TEXT FOR ANALYSIS
____________________

MERVYN L. CADWALLADER



I was born in a leper colony in central east Africa, and once I was going to be a medical missionary. I almost fell off a mountain near the Cape of Good Hope just before I sailed to Boston on a very slow freighter. My family stopped in Glendale, California and settled in Lincoln, Nebraska. The U.S. Navy sent me to the Great Lakes, San Diego and Oakland. I took a train back to Lincoln, drove to Oakland, and then moved to New York City, and would you believe it--Eugene, Oregon! My first motorcycle was a Harley 45.

I almost built ocean racers at Nevin's Boat Yard on City Island but taught at Pratt Institute in Brooklyn instead. I taught sociology at Pratt without knowing what it was so I went to the University of Oregon to find out about sociology and left Eugene with a Ph.D. There was only one place in the United States that I wanted to live so I asked for a job at San Jose State College. I dug in and enjoyed Santa Cruz for ten years

Joe Tussman told me about Alexander Meiklejohn's Experimental College and that led to Tutorials in Letters and Science, Guadalupe, Old Westbury and Evergreen. I once started a book; Christ, Cromwell, and Castro, but I gave it up to start another; Diocletian and Meiklejohn. I have never finished either book, but I did finish an article on marriage.

For many years I have been an intellectual in spite of myself and always a habitual teacher. I became a sociologist by accident and a dean by mistake. I love to teach, and I am going to love teaching at Evergreen. I can hardly wait to do Athens and America again and again.

____________________

STORED DATA
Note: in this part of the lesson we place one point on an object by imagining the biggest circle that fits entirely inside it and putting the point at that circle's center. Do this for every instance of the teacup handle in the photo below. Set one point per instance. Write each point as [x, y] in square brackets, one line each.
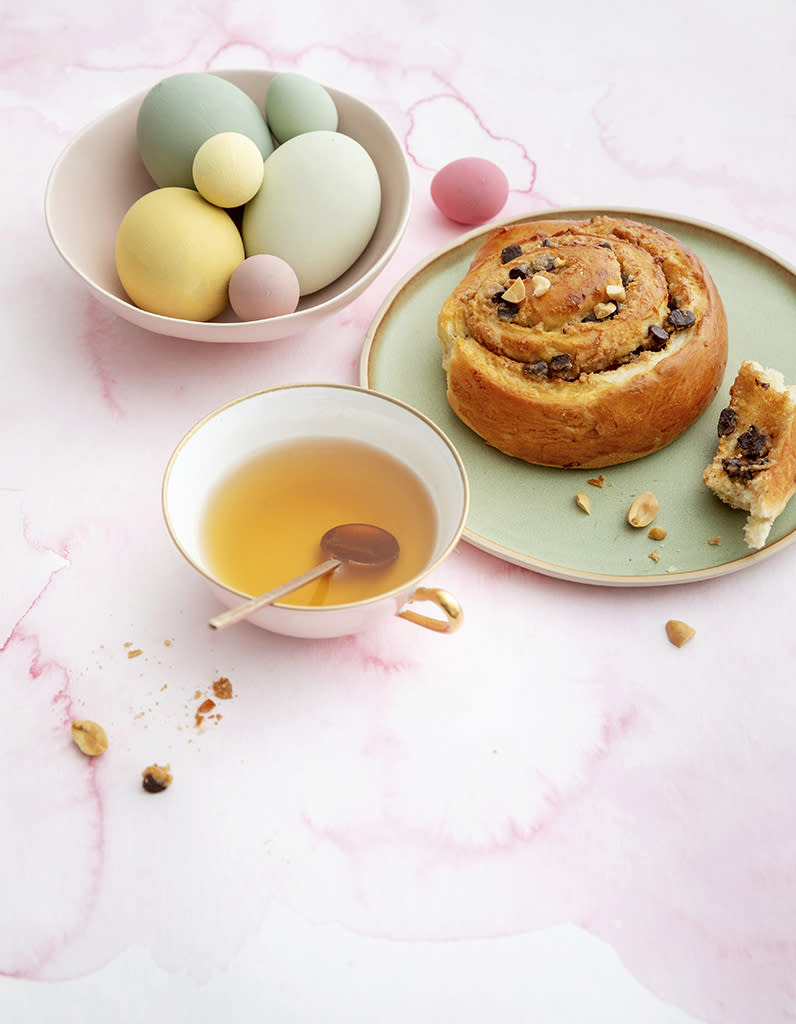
[445, 601]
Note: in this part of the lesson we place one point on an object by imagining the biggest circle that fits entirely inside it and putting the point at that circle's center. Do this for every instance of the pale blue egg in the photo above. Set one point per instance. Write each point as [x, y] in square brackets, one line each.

____________________

WORK ITEM
In the Mervyn L. Cadwallader sketch above, reproduce word for word the part beginning at the words "I was born in" and ending after "a Harley 45.".

TASK OUTPUT
I was born in a leper colony in central east Africa, and once I was going to be a medical missionary. I almost fell off a mountain near the Cape of Good Hope just before I sailed to Boston on a very slow freighter. My family stopped in Glendale, California and settled in Lincoln, Nebraska. The U.S. Navy sent me to the Great Lakes, San Diego and Oakland. I took a train back to Lincoln, drove to Oakland, and then moved to New York City, and would you believe it--Eugene, Oregon! My first motorcycle was a Harley 45.